**TASK STATEMENT:**
Transcribe only the part of the listing below that begins at the line containing "of the baseball" and runs to its final line, keeping both ends.

(Dataset records about object locations)
===

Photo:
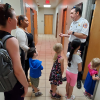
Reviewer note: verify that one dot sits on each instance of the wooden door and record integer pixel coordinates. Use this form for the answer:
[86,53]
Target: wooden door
[93,50]
[48,24]
[29,29]
[35,27]
[64,24]
[56,25]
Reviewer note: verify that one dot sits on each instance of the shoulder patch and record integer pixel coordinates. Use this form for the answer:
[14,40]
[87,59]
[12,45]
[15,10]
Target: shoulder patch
[85,25]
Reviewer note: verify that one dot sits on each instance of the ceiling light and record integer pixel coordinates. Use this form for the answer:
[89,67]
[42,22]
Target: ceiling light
[47,5]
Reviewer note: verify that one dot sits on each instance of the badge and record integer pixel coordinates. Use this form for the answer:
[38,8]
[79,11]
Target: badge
[85,25]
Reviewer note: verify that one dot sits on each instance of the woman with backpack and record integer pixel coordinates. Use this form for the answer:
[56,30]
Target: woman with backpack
[8,22]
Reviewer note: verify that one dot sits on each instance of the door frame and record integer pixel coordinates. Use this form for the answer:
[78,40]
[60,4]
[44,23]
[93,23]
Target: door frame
[63,23]
[44,22]
[32,21]
[56,25]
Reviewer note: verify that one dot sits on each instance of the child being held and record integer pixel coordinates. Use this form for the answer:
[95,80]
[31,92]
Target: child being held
[91,78]
[35,70]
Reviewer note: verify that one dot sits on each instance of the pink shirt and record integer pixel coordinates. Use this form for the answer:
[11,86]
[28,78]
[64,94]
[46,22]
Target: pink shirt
[92,71]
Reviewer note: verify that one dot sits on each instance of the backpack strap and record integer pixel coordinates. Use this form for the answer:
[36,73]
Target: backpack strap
[3,40]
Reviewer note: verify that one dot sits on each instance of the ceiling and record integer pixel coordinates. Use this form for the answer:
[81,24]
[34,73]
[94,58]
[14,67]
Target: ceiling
[53,3]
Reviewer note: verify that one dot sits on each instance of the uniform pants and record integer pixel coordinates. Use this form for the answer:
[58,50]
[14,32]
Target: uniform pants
[81,49]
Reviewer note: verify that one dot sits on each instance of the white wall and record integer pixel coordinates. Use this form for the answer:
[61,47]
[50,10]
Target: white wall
[59,9]
[41,12]
[15,4]
[17,7]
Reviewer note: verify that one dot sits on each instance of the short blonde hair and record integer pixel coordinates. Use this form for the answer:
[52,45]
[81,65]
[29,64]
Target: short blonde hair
[95,62]
[57,48]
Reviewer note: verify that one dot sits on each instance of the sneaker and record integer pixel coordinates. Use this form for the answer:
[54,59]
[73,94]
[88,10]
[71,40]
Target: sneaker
[34,91]
[72,98]
[56,96]
[79,84]
[38,94]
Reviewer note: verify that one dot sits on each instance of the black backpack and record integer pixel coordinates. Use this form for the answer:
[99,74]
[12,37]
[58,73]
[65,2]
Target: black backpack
[7,77]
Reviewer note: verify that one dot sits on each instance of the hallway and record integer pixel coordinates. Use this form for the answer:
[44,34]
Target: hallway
[46,53]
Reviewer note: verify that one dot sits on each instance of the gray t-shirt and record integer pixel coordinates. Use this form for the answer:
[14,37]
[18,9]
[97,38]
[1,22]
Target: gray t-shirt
[76,59]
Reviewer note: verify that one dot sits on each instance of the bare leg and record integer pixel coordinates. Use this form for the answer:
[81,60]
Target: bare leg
[67,88]
[51,86]
[70,91]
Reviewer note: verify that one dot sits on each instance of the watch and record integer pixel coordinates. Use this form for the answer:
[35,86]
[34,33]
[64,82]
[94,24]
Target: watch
[73,33]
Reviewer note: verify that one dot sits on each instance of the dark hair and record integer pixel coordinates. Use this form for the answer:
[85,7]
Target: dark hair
[5,12]
[77,9]
[21,17]
[31,52]
[74,45]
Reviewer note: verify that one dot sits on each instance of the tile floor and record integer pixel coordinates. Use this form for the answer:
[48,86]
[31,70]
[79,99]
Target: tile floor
[46,53]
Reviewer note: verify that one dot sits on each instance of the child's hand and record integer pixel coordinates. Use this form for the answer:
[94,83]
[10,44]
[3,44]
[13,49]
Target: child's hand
[97,78]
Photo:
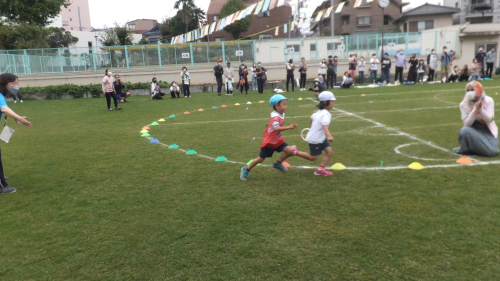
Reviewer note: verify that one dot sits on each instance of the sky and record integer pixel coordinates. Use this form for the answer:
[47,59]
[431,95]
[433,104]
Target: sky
[105,13]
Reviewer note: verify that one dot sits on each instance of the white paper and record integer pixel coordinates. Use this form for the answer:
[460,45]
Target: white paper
[6,134]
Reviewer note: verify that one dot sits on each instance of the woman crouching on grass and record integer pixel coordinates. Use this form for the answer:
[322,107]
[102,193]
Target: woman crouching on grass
[479,135]
[8,86]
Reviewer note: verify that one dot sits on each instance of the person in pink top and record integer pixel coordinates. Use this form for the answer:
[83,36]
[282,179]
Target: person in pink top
[109,90]
[479,135]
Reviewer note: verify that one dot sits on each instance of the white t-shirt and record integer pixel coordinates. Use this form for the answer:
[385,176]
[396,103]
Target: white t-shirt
[374,64]
[317,135]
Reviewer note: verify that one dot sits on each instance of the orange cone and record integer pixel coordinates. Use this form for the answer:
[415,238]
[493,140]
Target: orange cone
[465,160]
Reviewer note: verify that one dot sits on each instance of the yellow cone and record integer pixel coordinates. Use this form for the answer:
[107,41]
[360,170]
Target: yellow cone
[415,166]
[338,166]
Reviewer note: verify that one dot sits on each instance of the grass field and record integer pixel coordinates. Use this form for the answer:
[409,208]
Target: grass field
[96,201]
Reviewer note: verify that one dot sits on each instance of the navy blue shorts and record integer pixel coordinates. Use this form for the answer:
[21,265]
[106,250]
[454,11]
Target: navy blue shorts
[268,152]
[317,148]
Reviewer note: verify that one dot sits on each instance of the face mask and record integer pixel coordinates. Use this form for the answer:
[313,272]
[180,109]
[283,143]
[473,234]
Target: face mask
[14,90]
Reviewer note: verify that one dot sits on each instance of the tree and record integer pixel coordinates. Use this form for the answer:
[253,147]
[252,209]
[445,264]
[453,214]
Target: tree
[59,38]
[34,12]
[238,27]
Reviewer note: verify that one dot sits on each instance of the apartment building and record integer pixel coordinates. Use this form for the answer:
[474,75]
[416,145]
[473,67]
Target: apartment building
[469,12]
[76,16]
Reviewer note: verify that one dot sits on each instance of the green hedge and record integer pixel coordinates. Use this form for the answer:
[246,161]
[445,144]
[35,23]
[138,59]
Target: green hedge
[78,91]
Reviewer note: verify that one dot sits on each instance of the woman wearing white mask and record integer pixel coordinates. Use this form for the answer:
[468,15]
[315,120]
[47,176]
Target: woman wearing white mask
[8,84]
[479,135]
[109,90]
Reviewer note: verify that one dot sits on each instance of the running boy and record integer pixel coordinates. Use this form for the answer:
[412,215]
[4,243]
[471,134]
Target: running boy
[319,136]
[273,138]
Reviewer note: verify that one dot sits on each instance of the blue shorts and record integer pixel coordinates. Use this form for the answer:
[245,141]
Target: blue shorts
[266,152]
[317,148]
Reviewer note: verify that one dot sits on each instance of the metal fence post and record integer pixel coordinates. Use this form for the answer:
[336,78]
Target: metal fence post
[159,55]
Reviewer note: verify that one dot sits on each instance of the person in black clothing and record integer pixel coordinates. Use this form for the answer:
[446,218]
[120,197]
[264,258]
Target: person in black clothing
[480,56]
[120,94]
[244,79]
[412,72]
[289,74]
[260,71]
[330,72]
[386,68]
[218,72]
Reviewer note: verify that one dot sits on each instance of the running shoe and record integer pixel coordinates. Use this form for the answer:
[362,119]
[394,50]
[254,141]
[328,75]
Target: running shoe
[244,174]
[280,167]
[322,172]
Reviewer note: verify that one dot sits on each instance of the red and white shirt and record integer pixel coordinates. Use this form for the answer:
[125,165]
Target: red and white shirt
[272,138]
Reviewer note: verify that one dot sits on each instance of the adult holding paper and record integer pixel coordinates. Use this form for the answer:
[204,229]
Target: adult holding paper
[8,85]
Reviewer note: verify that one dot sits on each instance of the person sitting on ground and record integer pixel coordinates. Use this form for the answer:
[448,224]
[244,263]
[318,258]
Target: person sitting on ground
[175,90]
[479,135]
[120,94]
[347,83]
[156,93]
[318,88]
[464,74]
[453,74]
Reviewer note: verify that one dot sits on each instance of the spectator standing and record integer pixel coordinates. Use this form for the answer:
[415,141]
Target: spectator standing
[303,74]
[108,90]
[386,68]
[218,72]
[373,68]
[289,74]
[120,94]
[445,63]
[490,61]
[361,70]
[400,65]
[421,71]
[412,72]
[229,74]
[186,81]
[9,84]
[175,90]
[481,56]
[432,64]
[254,77]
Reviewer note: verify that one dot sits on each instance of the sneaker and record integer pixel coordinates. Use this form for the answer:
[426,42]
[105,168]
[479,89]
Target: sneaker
[244,174]
[6,189]
[280,167]
[322,172]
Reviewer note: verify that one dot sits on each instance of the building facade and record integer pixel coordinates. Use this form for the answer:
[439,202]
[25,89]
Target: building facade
[468,12]
[261,22]
[140,26]
[425,17]
[368,18]
[76,16]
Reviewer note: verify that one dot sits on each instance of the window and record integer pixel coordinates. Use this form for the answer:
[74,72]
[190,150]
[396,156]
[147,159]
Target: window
[363,20]
[331,46]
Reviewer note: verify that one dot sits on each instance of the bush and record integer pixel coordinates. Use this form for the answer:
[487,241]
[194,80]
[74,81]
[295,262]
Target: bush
[78,91]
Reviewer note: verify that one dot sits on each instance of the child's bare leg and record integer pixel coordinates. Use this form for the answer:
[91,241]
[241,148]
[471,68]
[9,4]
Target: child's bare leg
[254,163]
[326,158]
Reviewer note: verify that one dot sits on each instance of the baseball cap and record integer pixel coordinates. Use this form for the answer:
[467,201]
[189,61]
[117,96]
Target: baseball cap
[276,98]
[325,96]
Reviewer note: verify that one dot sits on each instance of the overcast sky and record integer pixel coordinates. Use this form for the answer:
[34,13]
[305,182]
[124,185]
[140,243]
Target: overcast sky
[104,12]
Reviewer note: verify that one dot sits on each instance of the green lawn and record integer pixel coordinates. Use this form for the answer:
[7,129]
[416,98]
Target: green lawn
[96,201]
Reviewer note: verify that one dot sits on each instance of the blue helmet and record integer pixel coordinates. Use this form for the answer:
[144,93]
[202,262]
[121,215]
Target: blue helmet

===

**THE SOLUTION:**
Reviewer note: verify that one dot sits on each instance of the baseball cap and record integer pixel coordinates. Use this form for the answer:
[467,201]
[189,61]
[117,96]
Target: baseball cap
[276,98]
[325,96]
Reviewer note: verify that one dot sits on each instance of the overcast sky and record integer pixel coordinates. Use this form for the answer:
[34,13]
[305,182]
[124,185]
[140,243]
Target: overcast sky
[104,12]
Reviewer note: verify that one dot sits on each instance of the green lawn and record integer pixel coordinates. Use this form for the answer:
[7,129]
[416,98]
Target: green lawn
[96,201]
Reviewer note: verify that one dot sits on each instance of the blue helmet and record integer pixel coordinates. Use this form for the answer:
[144,93]
[202,262]
[121,215]
Target: blue helmet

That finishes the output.